══ Extracted material ══
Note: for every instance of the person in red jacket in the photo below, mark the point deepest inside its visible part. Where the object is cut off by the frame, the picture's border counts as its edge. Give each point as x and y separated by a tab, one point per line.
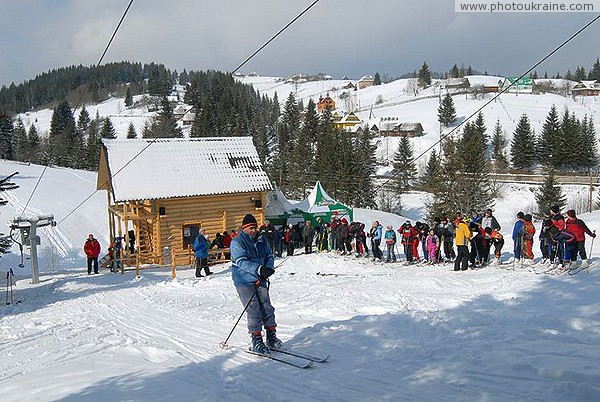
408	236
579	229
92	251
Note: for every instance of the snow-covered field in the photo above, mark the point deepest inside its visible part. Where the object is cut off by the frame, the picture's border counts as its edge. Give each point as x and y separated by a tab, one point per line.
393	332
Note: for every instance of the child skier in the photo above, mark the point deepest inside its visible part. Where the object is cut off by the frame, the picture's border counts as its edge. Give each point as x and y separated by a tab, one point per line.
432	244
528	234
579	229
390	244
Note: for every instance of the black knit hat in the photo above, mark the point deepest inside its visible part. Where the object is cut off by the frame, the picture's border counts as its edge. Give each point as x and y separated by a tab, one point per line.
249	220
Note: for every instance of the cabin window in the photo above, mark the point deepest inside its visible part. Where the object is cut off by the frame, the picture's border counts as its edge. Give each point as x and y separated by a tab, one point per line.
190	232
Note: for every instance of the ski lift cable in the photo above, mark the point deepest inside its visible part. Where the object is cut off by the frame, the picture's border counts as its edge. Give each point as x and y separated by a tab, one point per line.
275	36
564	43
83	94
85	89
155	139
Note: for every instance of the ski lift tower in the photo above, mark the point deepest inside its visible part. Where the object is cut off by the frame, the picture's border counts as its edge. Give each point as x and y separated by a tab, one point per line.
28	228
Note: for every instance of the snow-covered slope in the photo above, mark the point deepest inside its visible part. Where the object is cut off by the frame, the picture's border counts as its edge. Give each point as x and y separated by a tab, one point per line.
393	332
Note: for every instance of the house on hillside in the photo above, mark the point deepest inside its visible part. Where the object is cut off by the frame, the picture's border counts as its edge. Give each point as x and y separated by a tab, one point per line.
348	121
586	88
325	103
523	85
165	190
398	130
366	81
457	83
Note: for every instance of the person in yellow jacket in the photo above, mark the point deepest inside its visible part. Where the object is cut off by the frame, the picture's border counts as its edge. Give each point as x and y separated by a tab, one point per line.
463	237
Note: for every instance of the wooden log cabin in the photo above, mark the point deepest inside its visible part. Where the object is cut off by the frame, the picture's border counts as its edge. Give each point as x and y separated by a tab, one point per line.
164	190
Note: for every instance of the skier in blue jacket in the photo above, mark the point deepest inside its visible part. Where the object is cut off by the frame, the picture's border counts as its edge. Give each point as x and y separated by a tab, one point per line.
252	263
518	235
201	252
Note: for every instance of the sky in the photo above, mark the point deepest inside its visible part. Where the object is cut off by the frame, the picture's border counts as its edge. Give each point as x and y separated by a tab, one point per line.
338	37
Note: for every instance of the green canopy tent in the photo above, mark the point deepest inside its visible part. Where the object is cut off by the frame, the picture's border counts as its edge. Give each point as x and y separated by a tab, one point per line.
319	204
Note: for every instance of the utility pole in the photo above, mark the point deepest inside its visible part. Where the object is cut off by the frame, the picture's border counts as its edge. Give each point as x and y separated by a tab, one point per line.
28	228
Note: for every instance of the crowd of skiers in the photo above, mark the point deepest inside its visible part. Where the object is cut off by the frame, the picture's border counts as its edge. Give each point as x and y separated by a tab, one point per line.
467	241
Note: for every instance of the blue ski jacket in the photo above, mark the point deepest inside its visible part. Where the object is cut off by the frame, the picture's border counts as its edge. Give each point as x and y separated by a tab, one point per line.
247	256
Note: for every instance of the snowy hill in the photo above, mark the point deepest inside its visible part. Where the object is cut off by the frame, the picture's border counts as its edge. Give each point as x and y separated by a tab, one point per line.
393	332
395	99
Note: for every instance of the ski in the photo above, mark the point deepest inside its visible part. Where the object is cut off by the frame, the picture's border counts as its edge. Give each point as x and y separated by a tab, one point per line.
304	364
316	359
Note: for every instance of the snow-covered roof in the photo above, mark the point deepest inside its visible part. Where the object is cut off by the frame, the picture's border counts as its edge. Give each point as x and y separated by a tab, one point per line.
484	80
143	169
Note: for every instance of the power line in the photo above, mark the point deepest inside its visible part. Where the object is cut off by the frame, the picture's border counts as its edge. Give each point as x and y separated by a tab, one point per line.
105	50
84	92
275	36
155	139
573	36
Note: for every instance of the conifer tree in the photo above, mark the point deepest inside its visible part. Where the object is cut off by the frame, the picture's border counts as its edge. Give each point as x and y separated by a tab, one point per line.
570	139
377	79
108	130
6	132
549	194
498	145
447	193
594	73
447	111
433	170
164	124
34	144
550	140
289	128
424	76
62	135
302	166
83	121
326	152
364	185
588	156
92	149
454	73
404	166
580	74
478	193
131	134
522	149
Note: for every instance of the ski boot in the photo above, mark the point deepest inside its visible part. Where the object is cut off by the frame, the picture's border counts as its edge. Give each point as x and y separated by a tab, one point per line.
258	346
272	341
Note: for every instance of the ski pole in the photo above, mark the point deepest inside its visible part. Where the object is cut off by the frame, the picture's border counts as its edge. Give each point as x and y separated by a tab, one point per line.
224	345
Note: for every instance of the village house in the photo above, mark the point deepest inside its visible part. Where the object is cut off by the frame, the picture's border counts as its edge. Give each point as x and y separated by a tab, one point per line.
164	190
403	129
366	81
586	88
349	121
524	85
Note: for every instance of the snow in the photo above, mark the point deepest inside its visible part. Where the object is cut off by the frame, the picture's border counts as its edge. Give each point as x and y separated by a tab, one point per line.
═══
Each entry above must be restated word for word; the pictures stay out of the copy.

» **Result**
Note: for every instance of the person in red jacket in the photo below, mark the point deepest inside its visible part. Where the object is cut off by the frame, the picture's border counts as its edge. Give each point as x and y separated by a tab, one point per line.
408	236
579	229
92	251
Note: for every instance of the snow-covered field in the photo above, mark the point deepest inside its visible part. Where the object is cut off by the frame, the picture's border counts as its edge. Give each point as x and y separated by a tab, one point per line.
393	332
Note: for every instance of the child skier in the photo above, mark the point deepest inside its visible part. Where the object is cut off by the frame, the picture's border counts as its edge. Give each point as x and y separated by a tab, one point per line.
432	244
528	234
579	229
390	244
Note: for every instance of the black knit hat in the photo above, mark the point deepest inside its visible part. Where the object is cut off by the frame, the picture's border counts as its edge. Give each point as x and y separated by a tab, one point per line.
249	220
Note: for every instance of the cabin window in the photo above, mark the point deepest inside its visible part. Where the object is cut off by the frame, the picture's border counts as its edge. Give each point as x and y separated by a tab, one point per line.
190	232
Note: for every instance of the ski lift cable in the photo above, mark the point deepest inside its visible part. Where the object is cut off by the frame, the picture's border counts as its edge. Give each point as x and y separated by a tab, one point per line.
275	36
564	43
83	94
85	89
155	139
Note: for every instance of the ski lift tower in the photo above, mark the point deepest inside its visible part. Where the object is cut off by the frame, the picture's border counts as its edge. Give each point as x and y separated by a tab, one point per line.
28	228
Note: for every instance of the snow-covered slope in the photo above, mark the point deepest inside its visible part. Where the object is cut off by the frame, the picture's border counts as its edge. Give each point as x and y separated by a tab, one point per line.
393	332
Note: for every instance of the house on hillside in the photo above, mark the point deepest inside its visible part. Where the object is cut off by the frame, the picture's border counts as its edge. Give each point as x and y separated by a tab, one point per line.
348	121
586	88
325	103
523	85
165	190
398	130
366	81
457	83
Note: for every instance of the person in yellow jacket in the photo above, mark the point deepest inside its visible part. Where the object is cut off by the frame, the picture's border counts as its edge. Give each point as x and y separated by a tab, one point per line.
463	237
Note: for every instance of the wooden log cabin in the photo above, mark the point deepest inside its visible part. Where the object is cut off by the frame, the picture's border counts as its edge. Give each point as x and y separated by a tab, one point per line.
164	190
Note: for every instance of the skier in blue jacket in the photo above, mark the point deepest inside its visible part. Where the object is cut off by the frame, the picture's border counts as its edge. Give each point as x and y separated by a tab, one point per line.
252	263
518	235
201	252
Note: for every instance of the sky in the photo above, mark the point deepest inside its visible part. Where the object is cut off by the frame, the picture's border counts as its edge. Give each point as x and y separated by a tab, one point per line.
338	37
Note: for every instance of the green canopy tent in the photo above, mark the point deepest inside its visible part. Where the object is cut off by the frame, the picture's border counts as its edge. Give each point as x and y separated by a tab, one point per line.
319	204
Note: for every instance of the utility pole in the photo above, mark the point deepest inside its visible part. Where the object is cut off by the frame, the picture's border counts as its edge. Give each point as x and y separated by a tab, one point per line.
28	228
Note: for every instance of the crowd of skiers in the photo above, mark the point deepest inside its visible part. Where the object is cut off by the frame, the picture's border counts as its edge. Give each point as x and y separated by a tab, one point per line.
467	241
Note: for every instance of the blue ski jacket in the photo above, mark the point deepest inside its visible part. Where the object is cut off by the frame, the picture's border counts as its edge. Give each point as x and y separated by a tab, one point per line.
247	256
Note: for every instance of the snowy hill in the photo above, mark the point deepest inside its visible part. Where the object is cut off by the frame, the picture's border counts as its edge. Give each point as x and y separated by a tab, one point per line.
393	332
395	99
Note: for every instance of the ski in the photo above, mark the point deepest inside its visible part. Where the object is cut off by the frame, the picture's border counts as its edge. Give each point as x and y separated by a tab, one point per line.
304	364
316	359
Note: for every instance of the snow-covered roof in the photo above, mark the point deepest inside its visible part. Where the object is cut off by the frame, the picture's border counts as its edge. Give each point as x and y separated by a tab, one point per line.
484	80
143	169
Note: for every instance of the power line in the photo above, mark the point deepest inside its visible part. Where the object is cut off by the frame, the picture's border counts as its edge. Give each point as x and y separated by a tab, one point per line.
105	50
84	92
275	36
155	139
573	36
Note: for every instance of the conifer tree in the photo above, mark the point deepest inside its visible part. Where the object is cut off by the frame, the picture's border counts as its edge. Give each point as x and y separated by a tab, one point per line.
570	139
377	79
108	130
6	132
549	194
498	145
447	193
594	73
447	111
433	170
164	124
34	144
550	140
289	128
424	76
62	135
302	166
83	121
326	152
364	185
588	156
92	149
454	73
404	166
580	74
478	193
131	134
522	149
Note: for every instance of the ski boot in the photo above, mark the point deepest inside its visible part. Where the object is cut off by the frame, the picture's border counts as its edge. Give each point as x and y separated by a tab, one point per line.
258	346
272	341
Note: for every instance of the ski pole in the photo above, mark the point deepest inside its visible part. Where the object is cut off by the frame, the picture's border counts as its edge. Give each point as x and y separated by a tab, one point per line.
224	345
Note: for every instance of the village house in the photo above, mark the point deepest inside its visible part. Where the object is cut off by the frame, the picture's border counts as its edge. Give each point as x and y separated by a tab, one point per line.
164	190
403	129
366	81
586	88
349	121
524	85
Note: for every instance of the snow in the photo above, mark the point deepest inside its visible part. Where the object is cut off by the frame, the picture's border counts as its edge. Give each point as x and y separated by a tab, one point per line.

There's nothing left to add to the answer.